**EXCERPT TO READ**:
To no one’s surprise, Attorney General Leslie Rutledge has found multiple reasons to reject a proposed constitutional amendment to toughen ethics laws loosened by the legislature
Rutledge is a Republican. The majority Republican legislature drove ethics law changes that opened loopholes to continue lobbyist wining and dining; gave a free pass to ethics violations; and otherwise made a mockery of the ethics law voters thought they’d passed in 2014,
Here’s Rutledge’s opinion on the proposed form of the amendment to tighten gift rules, end corporate contributions to PACs and otherwise provide ethics rules voters thought — incorrectly — they were approving in 2014.
We wrote about the proposal earlier. Little Rock lawyer David Couch submitted it. He hasn’t yet identified who’s behind it, but some good government groups including remnants of an ethics campaign drive in 2014 likely will be associated with it if Rutledge will allow petitions to be gathered for good government.
She found the ballot title failed to summarize key aspects of the proposal. She focuses, among others, on the independent expenditures that have become such a poison in elections and which Couch hopes to at least bring under financial disclosure. Rutledge finds “ambiguities,” a favorite way for her to defeat ballot proposals that don’t mesh with her politics. (Though she insists politics would never enter into it)
A “tort reform” amendment sailed onto the ballot, by contrast. But that’s in keeping with A.G. politics.
I will address all the issues she has raised but what I can’t address will be “the ambiguities noted above are not necessarily all the ambiguities contained in your proposal.”
It just seems unfair that she does not include all the problems she sees the first time so that then can be addressed.
But if she did that, a tougher ethics proposal might start circulating. Worse still, it might reach the ballot and be approved by voters. Along with clean air, women’s medical rights, equal rights for gay people and an open door to the courthouse for people injured by negligence, stronger ethics laws are not part of Rutledge’s agenda.

**TASK DIRECTIONS**:
According to the piece on the rejected ethics amendment, who submitted the proposal?

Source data
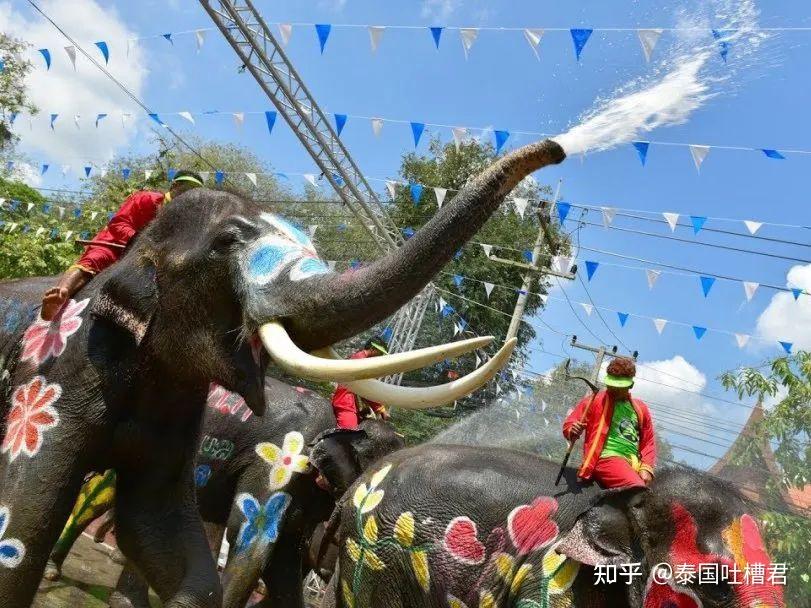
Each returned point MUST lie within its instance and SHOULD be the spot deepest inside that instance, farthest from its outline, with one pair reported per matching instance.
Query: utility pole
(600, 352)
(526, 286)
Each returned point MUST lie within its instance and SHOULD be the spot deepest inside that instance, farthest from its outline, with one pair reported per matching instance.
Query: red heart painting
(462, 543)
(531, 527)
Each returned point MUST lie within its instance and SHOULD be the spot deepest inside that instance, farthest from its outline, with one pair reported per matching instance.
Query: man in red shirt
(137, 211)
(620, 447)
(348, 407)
--
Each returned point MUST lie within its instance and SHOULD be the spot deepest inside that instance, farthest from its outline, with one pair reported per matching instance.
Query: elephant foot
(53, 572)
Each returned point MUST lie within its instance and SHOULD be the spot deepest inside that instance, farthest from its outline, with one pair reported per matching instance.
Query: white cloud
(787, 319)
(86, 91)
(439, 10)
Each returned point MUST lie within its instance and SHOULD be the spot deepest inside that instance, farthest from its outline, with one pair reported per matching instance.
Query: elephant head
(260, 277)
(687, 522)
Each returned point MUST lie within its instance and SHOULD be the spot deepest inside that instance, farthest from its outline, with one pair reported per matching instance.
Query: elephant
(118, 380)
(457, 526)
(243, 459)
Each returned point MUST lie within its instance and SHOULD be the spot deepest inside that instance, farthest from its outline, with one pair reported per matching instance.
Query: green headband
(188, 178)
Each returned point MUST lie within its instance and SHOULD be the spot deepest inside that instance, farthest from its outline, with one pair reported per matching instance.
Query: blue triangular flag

**EXERCISE RESPONSE**:
Little Rock lawyer David Couch submitted it.